WHAT IS BEING ASKED:
Return, in full, every line of the rows below that contains the word "ceiling".

— START —

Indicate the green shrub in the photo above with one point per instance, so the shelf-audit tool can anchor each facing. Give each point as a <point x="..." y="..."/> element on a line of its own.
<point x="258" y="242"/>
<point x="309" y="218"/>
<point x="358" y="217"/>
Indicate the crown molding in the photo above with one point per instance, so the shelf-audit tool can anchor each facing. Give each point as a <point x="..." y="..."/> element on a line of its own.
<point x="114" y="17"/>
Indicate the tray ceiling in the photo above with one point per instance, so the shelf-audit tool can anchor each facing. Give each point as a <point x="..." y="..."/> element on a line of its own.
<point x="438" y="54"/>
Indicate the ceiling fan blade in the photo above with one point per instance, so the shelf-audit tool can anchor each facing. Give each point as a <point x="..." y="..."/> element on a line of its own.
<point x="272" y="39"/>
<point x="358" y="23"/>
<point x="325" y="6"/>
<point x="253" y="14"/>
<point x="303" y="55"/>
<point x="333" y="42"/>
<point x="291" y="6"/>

— END —
— START —

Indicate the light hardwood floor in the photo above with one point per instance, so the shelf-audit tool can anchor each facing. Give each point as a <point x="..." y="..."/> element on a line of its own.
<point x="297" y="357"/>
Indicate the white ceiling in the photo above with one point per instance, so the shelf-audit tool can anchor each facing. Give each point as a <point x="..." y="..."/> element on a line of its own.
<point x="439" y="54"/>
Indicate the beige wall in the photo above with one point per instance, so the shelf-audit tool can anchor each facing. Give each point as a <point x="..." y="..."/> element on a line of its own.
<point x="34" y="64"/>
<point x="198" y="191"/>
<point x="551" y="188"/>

— END —

THE SOLUTION:
Indicate the tray ceiling in the photo above with one point per instance, so the shelf-audit tool can anchor each facing. Give each point as a <point x="..." y="..."/> element on a line of its own.
Indicate the ceiling fan blade in the photo above with one point per instance, so the shelf-audit tool can anchor each facing. Give each point as a <point x="..." y="..."/> element on a line of its own.
Indicate the white ceiling in the photo above with one point per instance, so the shelf-audit tool can anchor each facing. Give each point as a <point x="..." y="..."/> element on a line of its own.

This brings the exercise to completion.